- Exercise description
Render every line of the records below as a numbered list, omitting blank lines.

- Records shown
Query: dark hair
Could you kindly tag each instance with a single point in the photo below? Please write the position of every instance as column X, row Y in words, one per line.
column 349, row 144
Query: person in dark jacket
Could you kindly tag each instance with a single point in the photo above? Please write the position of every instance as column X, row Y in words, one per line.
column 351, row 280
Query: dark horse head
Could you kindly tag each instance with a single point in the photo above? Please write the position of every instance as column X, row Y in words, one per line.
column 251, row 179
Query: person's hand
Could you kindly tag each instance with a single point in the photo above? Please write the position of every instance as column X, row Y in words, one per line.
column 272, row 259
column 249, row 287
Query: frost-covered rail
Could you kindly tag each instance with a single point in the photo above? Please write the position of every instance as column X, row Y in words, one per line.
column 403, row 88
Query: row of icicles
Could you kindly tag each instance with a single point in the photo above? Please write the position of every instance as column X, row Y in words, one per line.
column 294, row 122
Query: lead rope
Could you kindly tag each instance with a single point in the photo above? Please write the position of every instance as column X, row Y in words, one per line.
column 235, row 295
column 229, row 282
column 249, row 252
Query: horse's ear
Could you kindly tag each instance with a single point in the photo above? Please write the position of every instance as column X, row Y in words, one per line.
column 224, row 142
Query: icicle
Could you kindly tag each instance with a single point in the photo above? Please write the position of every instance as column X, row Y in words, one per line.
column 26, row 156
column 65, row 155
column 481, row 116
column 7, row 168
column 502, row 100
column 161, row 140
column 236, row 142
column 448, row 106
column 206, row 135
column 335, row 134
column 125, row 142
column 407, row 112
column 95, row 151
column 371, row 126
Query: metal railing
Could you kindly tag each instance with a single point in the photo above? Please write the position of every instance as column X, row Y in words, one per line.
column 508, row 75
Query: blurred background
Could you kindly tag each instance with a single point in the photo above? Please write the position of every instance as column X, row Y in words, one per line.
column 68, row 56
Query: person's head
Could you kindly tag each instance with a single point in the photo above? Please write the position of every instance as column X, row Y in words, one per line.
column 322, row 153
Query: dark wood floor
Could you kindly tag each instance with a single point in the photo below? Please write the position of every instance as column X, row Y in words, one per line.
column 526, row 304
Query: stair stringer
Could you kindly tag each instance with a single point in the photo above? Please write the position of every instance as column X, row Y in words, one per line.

- Answer in full
1. Query: dark hair
2. Could you kindly tag each instance with a single point in the photo below? Please write the position of every instance as column X, row Y in words, one per line.
3. column 349, row 144
4. Query: person in dark jacket
5. Could you kindly tag each instance with a single point in the photo above? Please write the position of every instance as column X, row Y in words, one per line.
6. column 351, row 280
7. Query: dark horse head
8. Could you kindly tag each instance with a single point in the photo above? Please write the position of every instance as column X, row Y in words, one per line.
9. column 251, row 179
10. Query: person's hand
11. Could you kindly tag each instance with a single point in the photo above? Please write the position of every instance as column X, row Y in words, one per line.
12. column 272, row 259
13. column 249, row 287
14. Query: frost-covered rail
15. Could you kindly tag each instance with a single point in the photo above? Please write the position of every instance as column X, row Y in words, one per line.
16. column 403, row 88
17. Query: row of icicles
18. Could you kindly tag each instance with a single point in the photo above? Please write the position of every instance as column X, row Y in words, one per line.
19. column 294, row 122
20. Query: lead rope
21. Could you kindly tag each instance with a single point in the photo above? Please write the position of every instance as column X, row Y in words, one per line.
22. column 235, row 295
23. column 229, row 282
24. column 249, row 252
25. Query: horse's ear
26. Could you kindly tag each instance with a single point in the photo above? Please write the position of every instance as column X, row Y in words, one per line.
27. column 224, row 142
28. Query: icicle
29. Could you kindly tag each instance with a single point in the photo above? Please write the position of every instance as column X, row Y in words, one per line.
30. column 26, row 156
31. column 65, row 155
32. column 481, row 116
33. column 7, row 168
34. column 502, row 100
35. column 161, row 140
36. column 236, row 142
37. column 448, row 106
38. column 206, row 135
39. column 335, row 134
40. column 125, row 142
41. column 407, row 112
42. column 95, row 151
43. column 371, row 126
44. Query: metal railing
45. Could you kindly tag each instance with a single point in the photo above? Please write the position of every instance as column X, row Y in words, one per line.
46. column 508, row 75
47. Query: blurred background
48. Could you kindly tag each instance with a single point in the photo above? Please write the position of every instance as column X, row Y in words, one per line.
49. column 68, row 56
50. Query: person's head
51. Could you kindly tag each instance with a single point in the photo above? Please write the position of every instance as column X, row Y in words, one per line.
52. column 322, row 153
53. Query: dark wood floor
54. Could you kindly tag each instance with a single point in the photo below? Please write the position of every instance as column X, row Y in words, one per line.
55. column 526, row 304
56. Query: stair stringer
57. Could you kindly tag each instance with a single point in the photo above? Please write the position of every instance as column X, row Y in words, one per line.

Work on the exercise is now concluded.